Task goal
Put every line of the data below into a numbered list, skipping any blank lines and leaving out the pictures.
-- -- --
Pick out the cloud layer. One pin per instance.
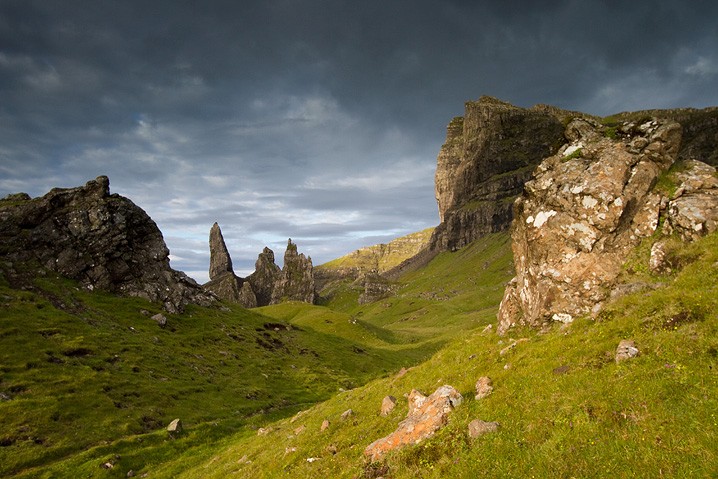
(319, 120)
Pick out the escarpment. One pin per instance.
(102, 240)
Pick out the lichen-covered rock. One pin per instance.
(488, 155)
(102, 240)
(426, 416)
(584, 210)
(296, 282)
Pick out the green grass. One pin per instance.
(565, 407)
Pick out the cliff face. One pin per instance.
(488, 156)
(223, 282)
(104, 241)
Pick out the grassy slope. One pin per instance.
(652, 416)
(566, 409)
(382, 257)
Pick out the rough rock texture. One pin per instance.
(104, 241)
(387, 405)
(426, 416)
(265, 276)
(376, 287)
(477, 428)
(626, 350)
(693, 208)
(223, 282)
(484, 387)
(488, 156)
(296, 282)
(588, 206)
(700, 130)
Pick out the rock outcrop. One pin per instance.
(488, 155)
(265, 277)
(296, 281)
(426, 416)
(219, 260)
(222, 280)
(591, 203)
(102, 240)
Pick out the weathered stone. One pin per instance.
(100, 239)
(487, 157)
(219, 259)
(579, 217)
(376, 287)
(426, 416)
(477, 428)
(626, 350)
(175, 427)
(484, 387)
(693, 210)
(265, 277)
(387, 405)
(296, 282)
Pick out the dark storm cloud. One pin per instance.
(319, 120)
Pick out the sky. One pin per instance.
(315, 120)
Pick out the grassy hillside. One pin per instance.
(565, 407)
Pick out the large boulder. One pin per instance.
(102, 240)
(587, 207)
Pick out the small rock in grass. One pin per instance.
(477, 427)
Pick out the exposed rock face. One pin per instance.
(223, 282)
(376, 287)
(265, 276)
(426, 416)
(488, 156)
(219, 260)
(296, 282)
(104, 241)
(693, 208)
(587, 207)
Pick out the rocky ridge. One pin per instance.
-- -- --
Answer for this exercise
1. Pick out the cloud layer. One pin per instance.
2. (319, 120)
3. Pick out the escarpment. One pin per instance.
4. (102, 240)
5. Pick out the lichen-covered rock. One pin per instance.
6. (488, 155)
7. (102, 240)
8. (426, 416)
9. (584, 210)
10. (296, 282)
11. Pick out the green grass. One pin per instance.
12. (565, 407)
13. Pick out the cliff face. One pin per instance.
14. (488, 156)
15. (223, 282)
16. (104, 241)
17. Pick out the grassy slope. One pin per instance.
18. (652, 416)
19. (566, 409)
20. (382, 257)
21. Pick out the rough rock texture. One pin per instance.
22. (104, 241)
23. (387, 405)
24. (426, 416)
25. (265, 276)
26. (376, 287)
27. (477, 428)
28. (626, 350)
29. (693, 208)
30. (223, 282)
31. (484, 387)
32. (488, 156)
33. (296, 282)
34. (588, 206)
35. (700, 130)
36. Pick out the rock outcrop. One pin per instance.
37. (488, 155)
38. (265, 277)
39. (296, 281)
40. (426, 416)
41. (219, 260)
42. (222, 280)
43. (591, 203)
44. (102, 240)
45. Pick out the weathered stone. One pin per instance.
46. (100, 239)
47. (487, 157)
48. (219, 259)
49. (579, 217)
50. (376, 287)
51. (426, 416)
52. (477, 428)
53. (626, 350)
54. (175, 427)
55. (484, 387)
56. (693, 210)
57. (265, 277)
58. (387, 405)
59. (296, 282)
60. Pick out the dark storm cloud. One pin per instance.
61. (319, 120)
62. Pick out the sky. One pin per instance.
63. (315, 120)
64. Pick out the grassy hillside. One pin per instance.
65. (565, 407)
66. Pick out the large boulder. One pin per instance.
67. (102, 240)
68. (587, 207)
69. Pick out the small rock in grass. One pin per instance.
70. (477, 427)
71. Pick out the exposed rock face. One pin per instance.
72. (223, 282)
73. (376, 287)
74. (265, 276)
75. (426, 416)
76. (488, 156)
77. (219, 260)
78. (296, 282)
79. (104, 241)
80. (693, 208)
81. (587, 207)
82. Pick out the rocky ridge. One pin per instance.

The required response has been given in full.